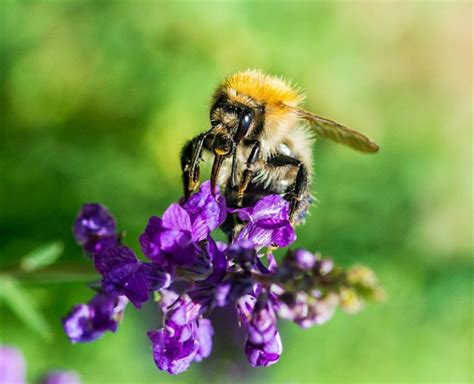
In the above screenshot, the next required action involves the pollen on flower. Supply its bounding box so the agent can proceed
[63,181,381,375]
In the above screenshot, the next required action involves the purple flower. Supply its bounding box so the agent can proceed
[183,181,227,239]
[94,246,171,308]
[148,292,214,374]
[41,371,81,384]
[230,195,296,251]
[148,324,199,375]
[73,204,118,253]
[245,332,283,367]
[226,239,257,268]
[238,294,283,367]
[194,319,214,361]
[63,293,128,343]
[0,345,26,384]
[140,182,226,265]
[293,248,316,271]
[140,204,203,266]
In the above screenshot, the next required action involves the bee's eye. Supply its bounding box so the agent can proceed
[235,111,252,141]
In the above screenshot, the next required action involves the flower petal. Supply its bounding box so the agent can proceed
[162,203,192,232]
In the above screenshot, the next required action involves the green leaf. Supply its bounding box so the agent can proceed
[21,241,64,272]
[0,276,51,340]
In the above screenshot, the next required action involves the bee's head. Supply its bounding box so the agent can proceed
[210,95,263,194]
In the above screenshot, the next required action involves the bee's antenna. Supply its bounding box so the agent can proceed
[230,143,237,188]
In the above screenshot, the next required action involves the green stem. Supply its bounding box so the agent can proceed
[0,263,99,284]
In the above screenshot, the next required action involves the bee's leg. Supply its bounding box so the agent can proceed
[268,154,309,222]
[181,132,209,200]
[237,141,260,207]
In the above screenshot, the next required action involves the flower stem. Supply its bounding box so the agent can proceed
[0,263,98,284]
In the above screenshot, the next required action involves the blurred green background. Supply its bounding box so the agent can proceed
[0,0,474,383]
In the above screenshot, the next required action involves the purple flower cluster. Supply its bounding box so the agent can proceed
[63,182,384,374]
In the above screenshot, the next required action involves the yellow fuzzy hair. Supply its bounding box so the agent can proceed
[215,69,304,107]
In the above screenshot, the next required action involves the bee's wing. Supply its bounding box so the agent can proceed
[296,108,379,153]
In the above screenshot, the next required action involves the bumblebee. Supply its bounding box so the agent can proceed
[181,70,379,223]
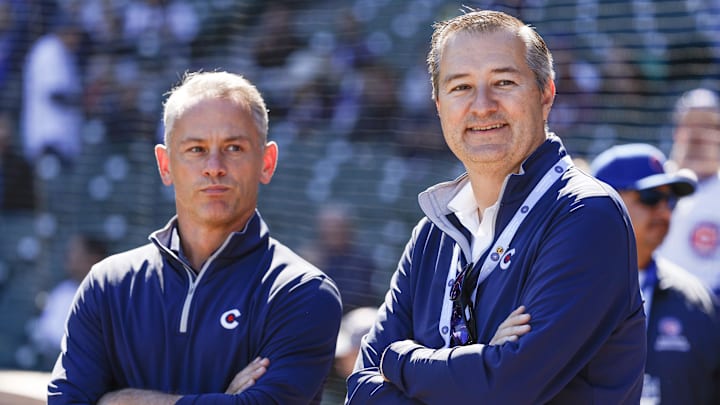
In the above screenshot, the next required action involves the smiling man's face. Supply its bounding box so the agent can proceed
[436,31,554,173]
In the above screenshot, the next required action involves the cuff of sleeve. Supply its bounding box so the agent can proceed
[380,340,423,392]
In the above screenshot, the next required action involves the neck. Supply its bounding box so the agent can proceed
[468,172,507,213]
[178,217,249,272]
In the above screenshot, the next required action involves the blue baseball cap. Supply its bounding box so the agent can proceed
[590,143,697,197]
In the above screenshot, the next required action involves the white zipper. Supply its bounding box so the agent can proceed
[180,234,232,333]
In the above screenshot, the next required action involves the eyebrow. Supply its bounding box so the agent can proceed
[440,66,520,84]
[180,134,252,145]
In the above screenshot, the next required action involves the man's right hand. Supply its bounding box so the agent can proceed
[225,357,270,395]
[490,305,530,346]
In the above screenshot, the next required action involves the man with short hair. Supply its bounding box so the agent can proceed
[346,10,645,405]
[48,72,342,405]
[591,144,720,405]
[658,88,720,294]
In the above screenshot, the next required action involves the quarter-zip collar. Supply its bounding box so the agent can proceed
[418,133,567,257]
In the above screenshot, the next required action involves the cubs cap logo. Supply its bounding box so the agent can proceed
[690,222,720,257]
[220,308,240,329]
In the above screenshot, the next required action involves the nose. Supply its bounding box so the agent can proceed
[471,85,497,115]
[203,151,226,177]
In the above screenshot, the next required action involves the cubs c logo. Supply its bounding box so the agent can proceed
[690,222,720,258]
[500,249,515,270]
[220,309,240,329]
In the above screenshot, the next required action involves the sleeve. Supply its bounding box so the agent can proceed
[177,275,342,405]
[48,271,113,405]
[346,226,424,404]
[356,198,645,404]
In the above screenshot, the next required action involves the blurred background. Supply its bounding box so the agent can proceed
[0,0,720,398]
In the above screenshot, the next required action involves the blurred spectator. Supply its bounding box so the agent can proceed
[122,0,200,71]
[253,2,304,68]
[303,204,380,313]
[322,307,377,405]
[335,307,378,380]
[30,234,109,368]
[0,113,35,212]
[333,62,400,142]
[21,15,83,163]
[0,0,28,113]
[591,144,720,404]
[659,89,720,293]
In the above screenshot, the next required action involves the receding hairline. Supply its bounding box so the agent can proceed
[163,71,268,145]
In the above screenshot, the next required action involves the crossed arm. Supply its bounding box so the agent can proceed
[98,357,270,405]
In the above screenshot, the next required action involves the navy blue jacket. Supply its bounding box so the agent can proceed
[643,260,720,405]
[346,135,646,405]
[48,212,342,404]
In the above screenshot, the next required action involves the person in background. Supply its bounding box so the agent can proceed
[48,72,342,405]
[322,307,377,405]
[0,113,37,213]
[21,15,84,165]
[30,233,108,365]
[658,89,720,294]
[592,144,720,405]
[303,204,380,313]
[346,9,646,404]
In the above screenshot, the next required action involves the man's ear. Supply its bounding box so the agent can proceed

Exercise objective –
Please write out the whole listing above word for word, leaving out the pictures.

Response –
In the above screenshot, the next required action involves the pollen on flower. Supply its bounding box so the agent can proceed
[63,181,381,375]
In the above screenshot, the next required action involves the purple flower. Supply its bounding box so the agent can proceed
[183,181,227,239]
[94,246,171,308]
[148,292,214,374]
[41,371,81,384]
[230,195,296,251]
[148,324,199,375]
[73,204,118,253]
[245,332,283,367]
[226,239,257,268]
[238,294,283,367]
[194,319,214,361]
[63,293,128,343]
[0,345,26,384]
[140,182,226,265]
[293,248,316,271]
[140,204,203,266]
In the above screenshot, the next required action involves the bee's eye. Supply its bounding box so the agent can proceed
[235,111,252,141]
In the above screenshot, the next required action involves the flower petal. Supply its bounding box so the agent can proceed
[162,203,192,232]
In the above screenshot, the next required action involves the green leaf. Supply its bounding box so the agent can proceed
[21,241,64,272]
[0,276,51,340]
In the above screenshot, the next required action involves the bee's head. Supply its bounding box so the agent can proceed
[210,95,263,194]
In the above screenshot, the next required action involves the bee's antenna. Supply its bounding box so the agent can proceed
[230,143,237,188]
In the above screenshot, the next required action involves the green stem. Supply its bounding box so the agent can proceed
[0,263,99,284]
In the above screenshot, the next required action involves the bee's leg. Supply its bounding box so the agent can proceed
[268,154,309,222]
[181,132,209,200]
[237,141,260,207]
In the above screenshot, the next required action involves the flower stem. Supply its bounding box so the agent can proceed
[0,263,98,284]
In the above screenshot, the next required action involves the blurred green background. Supply its bounding box so the agent can proceed
[0,0,474,383]
In the above screenshot, the next required action involves the purple flower cluster. Supply its bounding box so the agent can proceed
[63,182,384,374]
In the above screenshot, the next required action involves the yellow fuzzy hair. Supply its bounding box so the agent can proceed
[215,69,304,107]
In the above screenshot, the next required action involves the bee's wing. Supply its bounding box so the agent can proceed
[296,108,379,153]
In the above screenshot, the next required action involves the bumblebee. Supply its bounding box so the agent can proceed
[181,70,379,223]
In the above screenshot, the next required action involves the smiling man's face. Supply its bounding box so the agent can proceed
[436,31,554,173]
In the above screenshot, the next required action involves the cuff of sleeve. Supply its bounding box so the agent can proceed
[380,340,423,392]
In the above screenshot, the next required action involves the neck. Supply its bounding box so the agent can proceed
[468,172,507,213]
[178,217,249,272]
In the above screenshot, the next required action involves the blue baseball cap. Supply its bounding box so the agent can proceed
[590,143,697,197]
In the above screenshot, the next required action involves the white zipper. Supply its bounding box so the agent can proceed
[180,234,232,333]
In the above screenshot, the next required action involves the eyebrow. Supply its bounding box so the agent can proceed
[440,66,520,84]
[180,134,252,145]
In the above screenshot, the next required action involves the man's right hand. Supply its bounding box so the agent can proceed
[225,357,270,395]
[490,305,530,346]
In the above screenshot, the next required action involves the man with short hair. Supply its bounding box so the agent can proceed
[346,10,645,405]
[48,72,342,405]
[591,144,720,405]
[658,88,720,294]
In the above screenshot, the next required action involves the quarter-zip collar. Supply its bounding box so the agent can proceed
[418,133,567,257]
In the above screenshot, the next required action involves the cubs cap logo. Supply its bounding box so the agent can proceed
[690,222,720,257]
[220,308,240,329]
In the above screenshot, the next required action involves the nose. Supply its bounding box so the agent can proceed
[471,85,497,115]
[203,151,226,177]
In the above screenshot, the next required action involves the cubs c logo. Supply its bounding box so the agent can proceed
[690,222,720,258]
[500,249,515,270]
[220,309,240,329]
In the above screenshot, the next required action involves the sleeve. Supply its bounding box so the agent can proceed
[177,275,342,405]
[48,271,113,405]
[346,226,424,404]
[356,198,645,404]
In the above screenshot, the next required action involves the blurred background. Supply its bounding box so the agent can proceed
[0,0,720,398]
In the above screenshot, the next required action involves the blurred spectator. Supply its bounding box so the agent can proceed
[122,0,200,71]
[253,2,304,68]
[303,204,380,313]
[322,307,377,405]
[335,307,378,380]
[30,234,109,368]
[0,113,35,212]
[333,62,400,142]
[21,15,83,163]
[0,0,28,113]
[591,144,720,404]
[659,89,720,293]
In the above screenshot, the next required action involves the receding hairline. Supply its bounding box so the agent can proceed
[163,71,268,145]
In the above screenshot, the next required action involves the crossed arm. Supply its bounding box so the agent can proceed
[98,357,270,405]
In the above screenshot, the next required action involves the navy blue jacket. Supply its bounding box so the agent can proceed
[643,260,720,405]
[346,135,646,405]
[48,212,342,404]
In the above screenshot, the next required action involves the person in background. Supply its bounding box so the agent can proceed
[48,72,342,405]
[322,307,377,405]
[0,113,37,213]
[21,15,84,165]
[30,233,108,365]
[658,89,720,294]
[592,144,720,405]
[303,204,380,313]
[346,9,646,404]
In the above screenshot, the next required action involves the man's ear. Supply its bounding box so the agent can proceed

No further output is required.